WHAT TO DO - The answer must be one number: how many lines below contain the word "sweater".

THE INPUT -

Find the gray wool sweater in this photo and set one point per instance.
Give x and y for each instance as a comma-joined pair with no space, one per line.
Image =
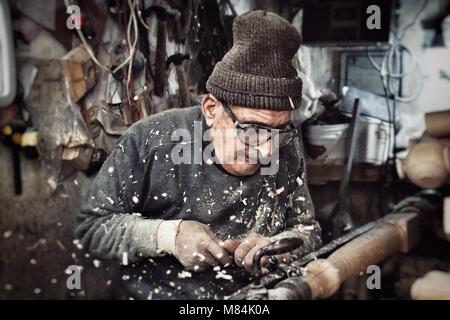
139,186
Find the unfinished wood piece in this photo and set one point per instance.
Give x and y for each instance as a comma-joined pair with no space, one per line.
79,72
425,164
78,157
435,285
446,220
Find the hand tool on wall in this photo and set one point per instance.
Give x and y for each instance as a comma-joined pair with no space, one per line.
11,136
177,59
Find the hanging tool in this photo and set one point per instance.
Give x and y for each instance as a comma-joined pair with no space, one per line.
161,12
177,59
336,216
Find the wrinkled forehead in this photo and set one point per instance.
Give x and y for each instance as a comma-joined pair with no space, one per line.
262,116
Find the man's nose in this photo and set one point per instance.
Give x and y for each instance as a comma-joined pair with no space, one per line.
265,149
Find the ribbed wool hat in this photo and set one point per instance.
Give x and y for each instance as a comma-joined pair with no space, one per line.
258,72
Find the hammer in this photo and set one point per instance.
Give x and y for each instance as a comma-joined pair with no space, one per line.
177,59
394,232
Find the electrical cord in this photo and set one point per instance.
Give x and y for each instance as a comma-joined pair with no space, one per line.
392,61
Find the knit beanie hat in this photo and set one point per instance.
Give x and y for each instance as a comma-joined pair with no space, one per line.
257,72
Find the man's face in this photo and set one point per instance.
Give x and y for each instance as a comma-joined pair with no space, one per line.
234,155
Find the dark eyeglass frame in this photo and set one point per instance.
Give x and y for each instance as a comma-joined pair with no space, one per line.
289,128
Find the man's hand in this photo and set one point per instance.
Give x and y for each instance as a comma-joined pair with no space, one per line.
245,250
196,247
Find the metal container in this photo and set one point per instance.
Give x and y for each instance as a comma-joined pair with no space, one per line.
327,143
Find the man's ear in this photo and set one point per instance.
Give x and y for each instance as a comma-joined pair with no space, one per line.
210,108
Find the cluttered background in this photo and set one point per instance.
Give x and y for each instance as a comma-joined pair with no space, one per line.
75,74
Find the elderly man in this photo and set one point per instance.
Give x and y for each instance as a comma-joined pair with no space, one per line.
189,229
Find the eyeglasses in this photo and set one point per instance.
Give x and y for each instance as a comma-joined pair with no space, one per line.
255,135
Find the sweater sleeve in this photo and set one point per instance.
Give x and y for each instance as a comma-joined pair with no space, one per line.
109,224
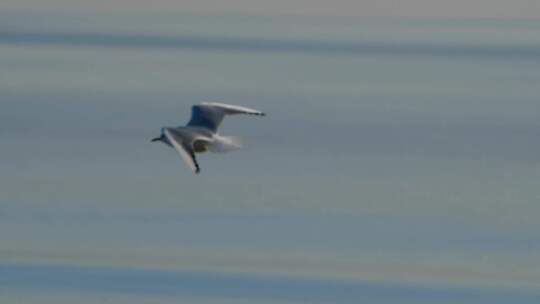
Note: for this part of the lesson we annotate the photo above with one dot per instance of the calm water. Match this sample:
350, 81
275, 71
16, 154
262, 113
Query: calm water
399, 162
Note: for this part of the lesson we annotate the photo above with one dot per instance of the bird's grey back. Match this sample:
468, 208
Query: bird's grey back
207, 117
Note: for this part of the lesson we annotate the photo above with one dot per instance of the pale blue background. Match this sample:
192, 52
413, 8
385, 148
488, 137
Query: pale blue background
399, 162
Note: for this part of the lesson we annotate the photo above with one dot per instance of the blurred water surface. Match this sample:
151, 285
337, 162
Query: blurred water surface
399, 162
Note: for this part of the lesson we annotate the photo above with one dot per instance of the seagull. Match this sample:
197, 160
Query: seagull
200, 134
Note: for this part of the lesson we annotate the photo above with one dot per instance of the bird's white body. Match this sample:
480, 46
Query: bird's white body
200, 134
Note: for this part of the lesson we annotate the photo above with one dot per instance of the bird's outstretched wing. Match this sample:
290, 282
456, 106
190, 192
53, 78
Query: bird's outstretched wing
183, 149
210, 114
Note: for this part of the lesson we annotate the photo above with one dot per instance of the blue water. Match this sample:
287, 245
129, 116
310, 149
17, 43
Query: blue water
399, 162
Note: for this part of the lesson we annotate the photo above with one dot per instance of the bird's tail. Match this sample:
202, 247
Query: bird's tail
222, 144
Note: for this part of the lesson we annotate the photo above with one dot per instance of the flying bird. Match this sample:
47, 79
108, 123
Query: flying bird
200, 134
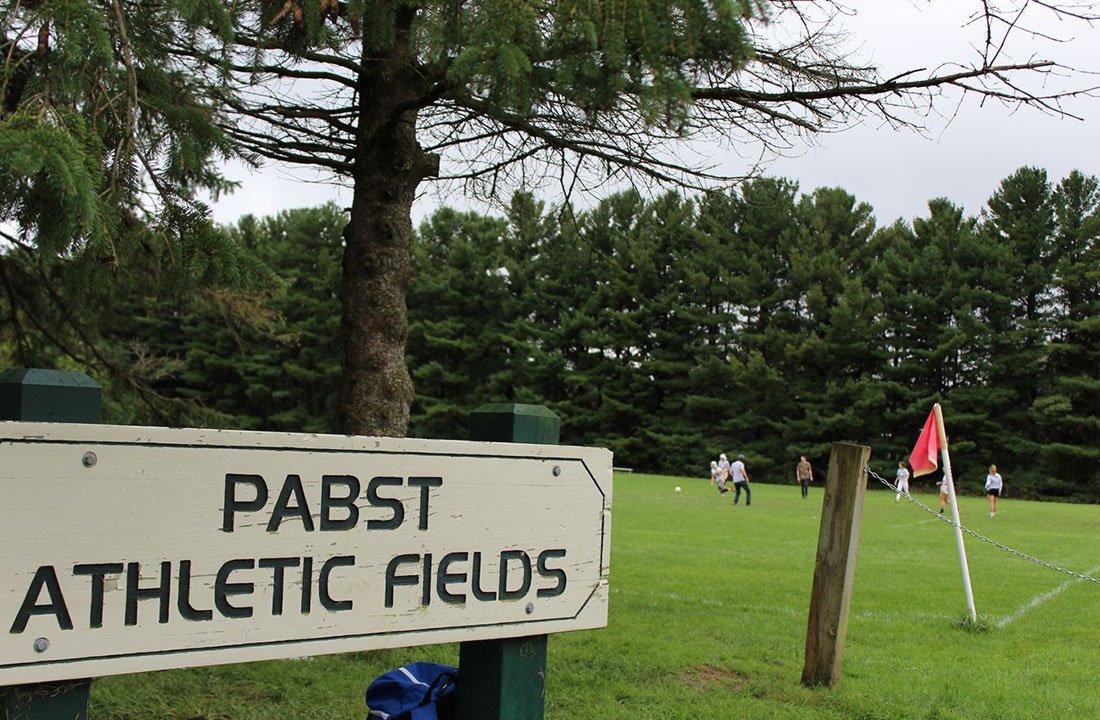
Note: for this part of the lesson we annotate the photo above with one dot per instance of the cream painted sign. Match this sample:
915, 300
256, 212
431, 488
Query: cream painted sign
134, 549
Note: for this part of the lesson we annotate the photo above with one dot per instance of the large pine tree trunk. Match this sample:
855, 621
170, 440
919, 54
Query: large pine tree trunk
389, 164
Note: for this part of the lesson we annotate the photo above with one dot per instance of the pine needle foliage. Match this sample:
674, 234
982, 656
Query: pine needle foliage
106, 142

EXERCISE ANSWER - 2